***** Provided entries

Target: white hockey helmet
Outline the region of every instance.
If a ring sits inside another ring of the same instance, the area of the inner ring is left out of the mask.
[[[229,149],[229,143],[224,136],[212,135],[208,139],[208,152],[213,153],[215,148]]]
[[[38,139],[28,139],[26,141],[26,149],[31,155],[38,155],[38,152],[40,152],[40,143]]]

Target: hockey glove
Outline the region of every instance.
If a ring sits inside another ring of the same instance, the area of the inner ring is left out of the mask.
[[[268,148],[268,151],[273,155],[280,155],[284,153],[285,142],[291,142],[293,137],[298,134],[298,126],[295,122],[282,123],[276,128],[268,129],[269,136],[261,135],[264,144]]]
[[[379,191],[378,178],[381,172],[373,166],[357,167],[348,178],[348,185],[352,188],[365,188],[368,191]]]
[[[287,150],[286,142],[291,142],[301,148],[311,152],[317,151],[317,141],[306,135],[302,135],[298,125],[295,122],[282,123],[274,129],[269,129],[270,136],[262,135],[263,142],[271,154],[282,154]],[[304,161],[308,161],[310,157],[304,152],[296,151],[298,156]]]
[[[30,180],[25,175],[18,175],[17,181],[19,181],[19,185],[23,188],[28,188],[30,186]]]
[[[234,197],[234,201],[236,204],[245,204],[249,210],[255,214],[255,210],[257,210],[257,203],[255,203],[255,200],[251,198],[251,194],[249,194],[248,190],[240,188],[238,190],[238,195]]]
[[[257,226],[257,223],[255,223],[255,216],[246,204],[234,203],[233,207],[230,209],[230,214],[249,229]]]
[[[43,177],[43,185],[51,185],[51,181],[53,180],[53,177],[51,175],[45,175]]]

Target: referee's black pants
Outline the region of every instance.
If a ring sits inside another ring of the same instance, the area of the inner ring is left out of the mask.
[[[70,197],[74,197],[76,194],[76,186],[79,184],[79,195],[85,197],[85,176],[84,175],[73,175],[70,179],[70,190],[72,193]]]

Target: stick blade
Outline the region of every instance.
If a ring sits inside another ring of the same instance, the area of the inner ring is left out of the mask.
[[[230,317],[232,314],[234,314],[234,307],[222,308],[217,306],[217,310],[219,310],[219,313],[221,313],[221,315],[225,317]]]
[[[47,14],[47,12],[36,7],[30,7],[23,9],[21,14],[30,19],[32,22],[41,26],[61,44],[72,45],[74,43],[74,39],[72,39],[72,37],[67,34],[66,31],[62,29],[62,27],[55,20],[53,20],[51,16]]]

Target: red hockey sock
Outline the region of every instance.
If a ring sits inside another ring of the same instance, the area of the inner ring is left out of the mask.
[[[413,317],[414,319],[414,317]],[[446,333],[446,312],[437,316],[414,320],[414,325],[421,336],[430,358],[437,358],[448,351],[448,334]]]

**********

- Work item -
Lines above that have "Target": copy each of them.

- Exercise output -
Target: white hockey helmet
Target: hockey glove
Target: referee's black pants
Target: stick blade
Target: red hockey sock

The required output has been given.